-- Exercise aim --
Render each line of the items below as a Markdown table with two columns, Row for a running row number and Line for the line itself. Leave out blank lines.
++++++++++++++++++++
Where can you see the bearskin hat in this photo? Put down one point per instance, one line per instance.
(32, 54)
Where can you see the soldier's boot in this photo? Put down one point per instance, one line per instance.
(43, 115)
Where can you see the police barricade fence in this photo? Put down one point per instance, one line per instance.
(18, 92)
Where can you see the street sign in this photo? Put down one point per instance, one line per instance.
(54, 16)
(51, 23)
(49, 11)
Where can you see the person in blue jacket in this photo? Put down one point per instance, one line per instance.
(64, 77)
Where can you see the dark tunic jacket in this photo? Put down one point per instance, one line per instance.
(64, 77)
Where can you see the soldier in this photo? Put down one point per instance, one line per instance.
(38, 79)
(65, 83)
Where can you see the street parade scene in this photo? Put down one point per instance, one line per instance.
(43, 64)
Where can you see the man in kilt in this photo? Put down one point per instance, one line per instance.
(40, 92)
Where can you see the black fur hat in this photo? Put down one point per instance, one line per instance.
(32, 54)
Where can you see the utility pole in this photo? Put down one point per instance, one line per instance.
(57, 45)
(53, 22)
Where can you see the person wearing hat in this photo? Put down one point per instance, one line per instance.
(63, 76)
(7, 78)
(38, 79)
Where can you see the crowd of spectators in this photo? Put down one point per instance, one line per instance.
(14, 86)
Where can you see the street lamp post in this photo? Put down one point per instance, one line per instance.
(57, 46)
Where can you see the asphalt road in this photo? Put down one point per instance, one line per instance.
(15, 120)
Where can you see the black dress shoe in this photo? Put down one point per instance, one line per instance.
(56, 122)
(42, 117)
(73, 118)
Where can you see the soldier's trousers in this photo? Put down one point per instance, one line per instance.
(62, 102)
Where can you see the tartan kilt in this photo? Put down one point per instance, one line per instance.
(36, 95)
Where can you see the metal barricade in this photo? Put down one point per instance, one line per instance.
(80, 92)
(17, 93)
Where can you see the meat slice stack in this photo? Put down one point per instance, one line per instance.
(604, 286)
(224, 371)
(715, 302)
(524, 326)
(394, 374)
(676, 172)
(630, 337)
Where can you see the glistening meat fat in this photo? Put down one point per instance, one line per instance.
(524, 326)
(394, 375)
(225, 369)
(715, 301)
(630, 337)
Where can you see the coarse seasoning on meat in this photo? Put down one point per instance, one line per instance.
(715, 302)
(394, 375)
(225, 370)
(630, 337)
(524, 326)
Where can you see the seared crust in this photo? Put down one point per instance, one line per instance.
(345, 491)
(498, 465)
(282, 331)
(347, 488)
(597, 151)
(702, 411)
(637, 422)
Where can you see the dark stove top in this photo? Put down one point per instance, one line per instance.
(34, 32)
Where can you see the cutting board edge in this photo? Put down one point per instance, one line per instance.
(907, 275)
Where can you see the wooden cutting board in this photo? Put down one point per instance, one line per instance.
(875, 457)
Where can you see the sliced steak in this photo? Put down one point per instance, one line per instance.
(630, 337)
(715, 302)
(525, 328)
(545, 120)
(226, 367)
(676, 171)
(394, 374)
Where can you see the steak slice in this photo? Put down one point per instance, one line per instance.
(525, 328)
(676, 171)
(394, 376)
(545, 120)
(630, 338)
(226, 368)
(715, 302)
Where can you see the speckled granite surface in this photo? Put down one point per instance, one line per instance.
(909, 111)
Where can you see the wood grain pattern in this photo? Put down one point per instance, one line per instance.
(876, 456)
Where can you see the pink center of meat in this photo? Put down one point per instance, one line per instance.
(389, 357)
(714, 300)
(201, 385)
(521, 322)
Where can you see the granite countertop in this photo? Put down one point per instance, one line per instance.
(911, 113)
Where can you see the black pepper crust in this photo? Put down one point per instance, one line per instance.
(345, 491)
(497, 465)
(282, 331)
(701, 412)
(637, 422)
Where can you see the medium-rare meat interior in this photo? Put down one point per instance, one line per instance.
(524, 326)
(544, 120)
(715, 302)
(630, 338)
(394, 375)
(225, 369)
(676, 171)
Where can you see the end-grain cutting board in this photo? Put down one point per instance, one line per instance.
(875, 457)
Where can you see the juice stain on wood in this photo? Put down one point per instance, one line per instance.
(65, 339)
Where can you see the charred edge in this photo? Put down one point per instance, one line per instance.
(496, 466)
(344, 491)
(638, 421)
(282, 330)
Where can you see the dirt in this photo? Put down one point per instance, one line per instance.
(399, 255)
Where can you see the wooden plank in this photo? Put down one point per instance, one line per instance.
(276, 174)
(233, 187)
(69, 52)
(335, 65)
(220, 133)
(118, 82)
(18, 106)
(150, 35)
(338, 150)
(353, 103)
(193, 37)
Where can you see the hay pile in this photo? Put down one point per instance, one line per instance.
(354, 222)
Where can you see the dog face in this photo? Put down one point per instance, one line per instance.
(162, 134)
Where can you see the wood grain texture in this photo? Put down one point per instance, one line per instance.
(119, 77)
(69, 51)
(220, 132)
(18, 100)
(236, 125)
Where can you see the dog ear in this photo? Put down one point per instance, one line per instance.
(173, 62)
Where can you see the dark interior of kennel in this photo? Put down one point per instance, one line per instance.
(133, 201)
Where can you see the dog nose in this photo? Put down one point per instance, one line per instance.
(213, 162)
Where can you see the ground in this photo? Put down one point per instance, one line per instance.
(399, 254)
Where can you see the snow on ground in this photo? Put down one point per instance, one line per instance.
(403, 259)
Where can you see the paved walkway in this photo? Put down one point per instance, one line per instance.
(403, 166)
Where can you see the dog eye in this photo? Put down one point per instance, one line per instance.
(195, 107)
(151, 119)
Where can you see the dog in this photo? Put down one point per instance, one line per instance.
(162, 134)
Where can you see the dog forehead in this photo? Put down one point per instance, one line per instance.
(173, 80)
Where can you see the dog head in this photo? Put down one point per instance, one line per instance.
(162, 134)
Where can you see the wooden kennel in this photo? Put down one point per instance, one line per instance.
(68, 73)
++++++++++++++++++++
-- Task output --
| Row | Line |
|---|---|
| 1 | Where can you see the bearskin hat in this photo? Put down one point per instance, one line per instance. |
| 2 | (32, 54) |
| 3 | Where can you see the soldier's boot in this photo? Put down one point per instance, one line per instance. |
| 4 | (43, 115) |
| 5 | Where can you see the police barricade fence in this photo? Put down one point per instance, one line per instance. |
| 6 | (18, 92) |
| 7 | Where can you see the street sign in this photo? Put down one point per instance, one line per instance. |
| 8 | (54, 16) |
| 9 | (51, 23) |
| 10 | (49, 11) |
| 11 | Where can you see the person in blue jacket in this photo? Put down one point per instance, one line per instance. |
| 12 | (64, 77) |
| 13 | Where can you see the dark tunic jacket in this photo? Put down one point per instance, one line per instance. |
| 14 | (64, 77) |
| 15 | Where can you see the soldier in this photo? Put down one point per instance, one line per instance. |
| 16 | (38, 79) |
| 17 | (65, 83) |
| 18 | Where can you see the street parade scene in this photo? Put down one point per instance, one line per instance. |
| 19 | (43, 64) |
| 20 | Where can you see the man in kilt in this photo? Put down one point per instance, one line per instance. |
| 21 | (40, 92) |
| 22 | Where can you see the black fur hat in this photo? Put down one point per instance, one line per instance. |
| 23 | (32, 54) |
| 24 | Where can you see the utility pole in this photo? Put down one point per instance, one line per instance. |
| 25 | (57, 45) |
| 26 | (53, 22) |
| 27 | Where can you see the person wearing hat in this photo? Put down one point per instance, one line per instance. |
| 28 | (63, 76) |
| 29 | (7, 78) |
| 30 | (38, 79) |
| 31 | Where can you see the crowd of spectators in this photo? Put down one point per instance, one line per instance. |
| 32 | (14, 86) |
| 33 | Where can you see the street lamp post in this photo? Put down one point per instance, one line per instance. |
| 34 | (57, 46) |
| 35 | Where can you see the asphalt road in this photo? Put down one point per instance, one line per instance. |
| 36 | (15, 120) |
| 37 | Where can you see the black dress shoe in this photo? Put down one point per instance, one line per instance. |
| 38 | (56, 122) |
| 39 | (42, 117) |
| 40 | (73, 118) |
| 41 | Where can you see the soldier's trousers in this photo? Put down one point per instance, one line per instance. |
| 42 | (62, 102) |
| 43 | Where can you see the tartan kilt in this photo? Put down one point per instance, one line per instance. |
| 44 | (36, 95) |
| 45 | Where can you see the metal barricade in this photo? Put down one point per instance, one line per instance. |
| 46 | (80, 92) |
| 47 | (17, 93) |
| 48 | Where can you see the meat slice stack in this photo? Put down one point per instance, one line per instance. |
| 49 | (604, 286) |
| 50 | (224, 371) |
| 51 | (715, 302) |
| 52 | (524, 326) |
| 53 | (394, 374) |
| 54 | (676, 172) |
| 55 | (630, 337) |
| 56 | Where can you see the glistening meat fat in this photo? Put down one point per instance, one line per instance. |
| 57 | (524, 326) |
| 58 | (394, 375) |
| 59 | (225, 369) |
| 60 | (715, 301) |
| 61 | (630, 337) |
| 62 | Where can you see the coarse seasoning on meat in this photo? Put down one point per instance, one line per instance. |
| 63 | (715, 302) |
| 64 | (394, 375) |
| 65 | (225, 370) |
| 66 | (630, 337) |
| 67 | (524, 326) |
| 68 | Where can you see the seared crust in this photo? Put down one point per instance, one line per instance. |
| 69 | (345, 491) |
| 70 | (498, 465) |
| 71 | (282, 331) |
| 72 | (347, 488) |
| 73 | (597, 151) |
| 74 | (702, 411) |
| 75 | (637, 422) |
| 76 | Where can you see the dark stove top in this photo? Put down one point per instance, one line per instance. |
| 77 | (34, 32) |
| 78 | Where can you see the cutting board edge in this photo? Put down one point per instance, one line per instance. |
| 79 | (907, 275) |
| 80 | Where can you see the wooden cutting board in this photo? Put down one point per instance, one line per instance. |
| 81 | (875, 457) |
| 82 | Where can you see the sliced steak in this photo? Put down one point per instance, one line per instance. |
| 83 | (630, 337) |
| 84 | (715, 302) |
| 85 | (525, 328) |
| 86 | (545, 120) |
| 87 | (226, 367) |
| 88 | (676, 171) |
| 89 | (394, 374) |
| 90 | Where can you see the steak slice in this photo? Put down one point per instance, one line per instance. |
| 91 | (525, 328) |
| 92 | (676, 171) |
| 93 | (394, 376) |
| 94 | (545, 120) |
| 95 | (630, 338) |
| 96 | (226, 368) |
| 97 | (715, 302) |
| 98 | Where can you see the speckled granite surface in this photo? Put down one point per instance, one line per instance. |
| 99 | (909, 111) |
| 100 | Where can you see the wood grain pattern in this photo? Put down one point per instance, one line per instance. |
| 101 | (876, 456) |
| 102 | Where can you see the pink center of meat in this photo? Put down one point per instance, one line per instance. |
| 103 | (389, 357) |
| 104 | (714, 300) |
| 105 | (201, 385) |
| 106 | (521, 322) |
| 107 | Where can you see the granite countertop in this photo? Put down one point per instance, one line per instance. |
| 108 | (911, 113) |
| 109 | Where can you see the black pepper crust in this photo? Put down one point per instance, one line per instance. |
| 110 | (345, 491) |
| 111 | (497, 465) |
| 112 | (282, 331) |
| 113 | (701, 412) |
| 114 | (637, 422) |
| 115 | Where can you see the medium-rare meat interior in this photo? Put down one point per instance, one line per instance. |
| 116 | (524, 326) |
| 117 | (544, 120) |
| 118 | (715, 302) |
| 119 | (630, 338) |
| 120 | (394, 375) |
| 121 | (225, 369) |
| 122 | (676, 171) |
| 123 | Where can you see the end-grain cutting board in this photo? Put down one point per instance, one line per instance. |
| 124 | (875, 457) |
| 125 | Where can you see the juice stain on wood in this photo? Put down one point per instance, one line per instance. |
| 126 | (65, 339) |
| 127 | Where can you see the charred edge in this photo? Put down one point per instance, one line per instance. |
| 128 | (496, 466) |
| 129 | (344, 491) |
| 130 | (638, 421) |
| 131 | (282, 330) |
| 132 | Where can you see the dirt in this photo? Put down one point per instance, one line per instance. |
| 133 | (399, 255) |
| 134 | Where can you see the wooden plank in this photo? Put down one point per instance, one line per instance. |
| 135 | (276, 174) |
| 136 | (233, 187) |
| 137 | (69, 52) |
| 138 | (335, 65) |
| 139 | (220, 133) |
| 140 | (118, 82) |
| 141 | (18, 106) |
| 142 | (150, 35) |
| 143 | (338, 150) |
| 144 | (353, 103) |
| 145 | (193, 37) |
| 146 | Where can you see the hay pile in this photo? Put down one point per instance, one line per instance. |
| 147 | (354, 222) |
| 148 | Where can you see the dog face in this photo? Put down one point per instance, one line per instance. |
| 149 | (162, 134) |
| 150 | Where can you see the wood grain texture in this photo? Put down one point per instance, one line per instance. |
| 151 | (119, 77) |
| 152 | (69, 51) |
| 153 | (220, 132) |
| 154 | (18, 100) |
| 155 | (236, 125) |
| 156 | Where can you see the dog ear in this photo? Put down one point per instance, one line per instance. |
| 157 | (173, 62) |
| 158 | Where can you see the dark interior of kennel in this photo? Put down one point per instance, one line per instance. |
| 159 | (133, 201) |
| 160 | Where can you see the dog nose in this photo? Put down one point per instance, one line per instance. |
| 161 | (213, 162) |
| 162 | Where can you see the ground in this photo? Put down one point per instance, one line per instance. |
| 163 | (399, 254) |
| 164 | Where can you see the snow on ground in this photo? Put down one point per instance, one line per instance. |
| 165 | (403, 259) |
| 166 | Where can you see the paved walkway in this photo? Put down one point per instance, one line per instance. |
| 167 | (403, 166) |
| 168 | Where can you see the dog eye in this photo? Put down one point per instance, one line per instance. |
| 169 | (195, 107) |
| 170 | (151, 119) |
| 171 | Where can you see the dog in this photo? Put down one point per instance, one line per instance. |
| 172 | (162, 134) |
| 173 | Where can you see the dog forehead in this photo? Put down one point per instance, one line per instance. |
| 174 | (173, 80) |
| 175 | Where can you see the dog head in this photo? Put down one point per instance, one line per instance. |
| 176 | (162, 134) |
| 177 | Where can you see the wooden kennel in this photo? Put down one point per instance, one line per instance. |
| 178 | (68, 73) |